What this exercise asks:
a. In the septic service text, who handled all the field work?
b. Write out the part of the septic service text starting with "This was a real-life" and going on through "there to help.".

Exercise text:
*-*-*
This was a real-life situation for Massachusetts-based L.R. Favreau Septic Service LLC located in Massachusetts. When owner Larry Favreau fell and broke his neck, the company fell into the hands of his family. Fortunately, his son, Brian, and daughter, Holly, were there to help. 

“We all went into soldier mode,” Brian says. “Holly handled all the office work and I handled all the field work. Superman didn’t fly in with his cape on. You just man up and get it done – lots of 16- and 18-hour days. You just do it.” 

Holly is still surprised how they were able to keep the business running without Dad. “Looking back, I wonder how we did it,” she says. “But in that kind of situation, you just do it. You just figure it out.” 

If you don’t have someone in mind whom you would trust to run your company, it’s time to make a list. You need to identify the person who will take the lead if you’re hurt or become ill in order to protect yourself and your business from falling apart, and you need to help your next-in-command learn how to run the business. 

Actions speak louder than words

Assertive. Ambitious. Proactive. The qualities of a leader are not inherent in everyone; some people must learn how to lead. And seeing someone else demonstrate these characteristics is the best way for them to learn. It’s your job to act like you would want a potential replacement to act.

Show the employee your step-by-step management processes, and urge them to take notes for future reference. An employee is not going to learn to lead your team by reading about it in a book. They need to see how you lead and what you do to ensure everything runs smoothly, and to understand what to do if something goes wrong.

Your top service technician has mastered the art of calming upset customers, and your office manager is a QuickBooks maven. But could either of them do each other’s job like you could do all the jobs in the company?
*-*-*
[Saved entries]
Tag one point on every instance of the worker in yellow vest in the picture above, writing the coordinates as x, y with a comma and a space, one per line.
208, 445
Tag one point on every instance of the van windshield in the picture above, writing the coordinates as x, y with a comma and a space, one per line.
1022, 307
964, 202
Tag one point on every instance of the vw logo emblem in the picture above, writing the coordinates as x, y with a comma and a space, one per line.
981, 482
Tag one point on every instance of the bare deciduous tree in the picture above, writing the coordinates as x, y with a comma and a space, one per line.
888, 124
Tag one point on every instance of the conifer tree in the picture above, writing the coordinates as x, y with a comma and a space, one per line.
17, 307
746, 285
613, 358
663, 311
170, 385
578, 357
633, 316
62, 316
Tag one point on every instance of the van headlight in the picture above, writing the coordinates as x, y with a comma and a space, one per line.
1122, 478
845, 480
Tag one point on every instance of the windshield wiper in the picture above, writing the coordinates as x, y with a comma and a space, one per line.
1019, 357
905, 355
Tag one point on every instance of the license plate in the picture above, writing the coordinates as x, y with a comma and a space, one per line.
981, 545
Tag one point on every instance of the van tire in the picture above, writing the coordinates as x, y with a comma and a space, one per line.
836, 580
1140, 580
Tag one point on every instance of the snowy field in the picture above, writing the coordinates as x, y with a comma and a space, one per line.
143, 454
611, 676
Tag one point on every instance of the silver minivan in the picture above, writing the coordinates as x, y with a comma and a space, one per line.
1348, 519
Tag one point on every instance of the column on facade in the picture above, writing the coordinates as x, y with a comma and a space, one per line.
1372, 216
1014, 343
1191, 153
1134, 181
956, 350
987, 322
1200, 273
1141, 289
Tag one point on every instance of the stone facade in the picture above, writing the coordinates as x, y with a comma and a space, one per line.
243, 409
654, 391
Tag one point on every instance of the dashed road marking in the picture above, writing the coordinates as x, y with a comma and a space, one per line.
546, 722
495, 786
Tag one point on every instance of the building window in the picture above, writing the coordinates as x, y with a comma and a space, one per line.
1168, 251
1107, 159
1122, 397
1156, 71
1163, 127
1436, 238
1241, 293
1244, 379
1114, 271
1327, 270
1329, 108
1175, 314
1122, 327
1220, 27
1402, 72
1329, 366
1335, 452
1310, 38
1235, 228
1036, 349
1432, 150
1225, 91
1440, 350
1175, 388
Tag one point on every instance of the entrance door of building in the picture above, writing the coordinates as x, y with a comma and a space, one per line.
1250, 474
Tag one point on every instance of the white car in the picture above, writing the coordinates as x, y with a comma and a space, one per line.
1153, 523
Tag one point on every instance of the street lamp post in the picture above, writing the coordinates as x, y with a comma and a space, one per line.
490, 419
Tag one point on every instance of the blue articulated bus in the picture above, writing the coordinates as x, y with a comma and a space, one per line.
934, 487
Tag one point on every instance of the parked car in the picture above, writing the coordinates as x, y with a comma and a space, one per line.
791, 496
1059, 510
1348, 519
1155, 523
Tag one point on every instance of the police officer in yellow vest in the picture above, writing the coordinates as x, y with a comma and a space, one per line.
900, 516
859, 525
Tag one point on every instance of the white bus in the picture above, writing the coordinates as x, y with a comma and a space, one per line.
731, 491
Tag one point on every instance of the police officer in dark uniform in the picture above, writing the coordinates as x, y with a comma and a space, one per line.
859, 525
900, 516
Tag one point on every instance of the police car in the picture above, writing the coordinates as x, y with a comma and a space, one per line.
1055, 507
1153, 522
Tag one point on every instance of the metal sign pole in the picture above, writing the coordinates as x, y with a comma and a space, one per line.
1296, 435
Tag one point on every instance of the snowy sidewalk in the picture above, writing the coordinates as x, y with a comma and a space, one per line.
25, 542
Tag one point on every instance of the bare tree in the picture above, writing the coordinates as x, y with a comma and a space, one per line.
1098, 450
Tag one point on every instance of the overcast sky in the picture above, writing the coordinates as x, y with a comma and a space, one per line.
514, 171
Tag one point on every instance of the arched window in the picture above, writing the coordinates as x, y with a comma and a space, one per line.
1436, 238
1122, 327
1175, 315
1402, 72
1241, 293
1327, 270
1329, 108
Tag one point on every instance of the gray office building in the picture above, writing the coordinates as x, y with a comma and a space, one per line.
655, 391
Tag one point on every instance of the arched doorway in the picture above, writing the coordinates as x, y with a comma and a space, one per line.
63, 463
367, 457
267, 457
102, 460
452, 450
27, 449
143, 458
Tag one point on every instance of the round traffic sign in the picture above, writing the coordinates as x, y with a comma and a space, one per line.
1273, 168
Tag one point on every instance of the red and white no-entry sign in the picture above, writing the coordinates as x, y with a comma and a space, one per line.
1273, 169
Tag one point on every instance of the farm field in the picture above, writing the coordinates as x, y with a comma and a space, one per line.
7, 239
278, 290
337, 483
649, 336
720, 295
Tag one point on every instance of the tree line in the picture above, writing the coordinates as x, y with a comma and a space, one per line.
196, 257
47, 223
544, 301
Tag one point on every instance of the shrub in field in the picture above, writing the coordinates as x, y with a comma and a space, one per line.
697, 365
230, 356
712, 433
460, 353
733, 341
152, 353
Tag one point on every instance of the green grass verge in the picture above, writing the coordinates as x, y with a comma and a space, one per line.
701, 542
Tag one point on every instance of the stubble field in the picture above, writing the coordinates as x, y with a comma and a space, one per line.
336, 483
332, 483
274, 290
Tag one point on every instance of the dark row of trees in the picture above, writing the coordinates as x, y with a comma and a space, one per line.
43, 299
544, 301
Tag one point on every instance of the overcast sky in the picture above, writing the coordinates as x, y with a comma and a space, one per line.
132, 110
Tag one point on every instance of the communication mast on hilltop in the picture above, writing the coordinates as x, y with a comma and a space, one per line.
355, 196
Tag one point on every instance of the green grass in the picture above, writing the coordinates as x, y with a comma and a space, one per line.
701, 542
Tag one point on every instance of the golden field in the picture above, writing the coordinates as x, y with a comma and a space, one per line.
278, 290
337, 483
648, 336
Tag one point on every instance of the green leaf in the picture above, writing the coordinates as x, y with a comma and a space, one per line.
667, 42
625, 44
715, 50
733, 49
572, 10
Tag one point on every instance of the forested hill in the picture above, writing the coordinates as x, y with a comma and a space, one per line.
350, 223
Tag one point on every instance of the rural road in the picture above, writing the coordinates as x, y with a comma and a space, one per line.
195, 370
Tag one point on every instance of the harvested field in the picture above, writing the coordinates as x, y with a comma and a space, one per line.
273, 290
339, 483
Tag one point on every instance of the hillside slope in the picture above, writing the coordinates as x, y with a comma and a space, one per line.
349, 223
*-*-*
Results for the exercise:
a. Brian, Larry Favreau's son, handled all the field work.

b.
This was a real-life situation for Massachusetts-based L.R. Favreau Septic Service LLC located in Massachusetts. When owner Larry Favreau fell and broke his neck, the company fell into the hands of his family. Fortunately, his son, Brian, and daughter, Holly, were there to help.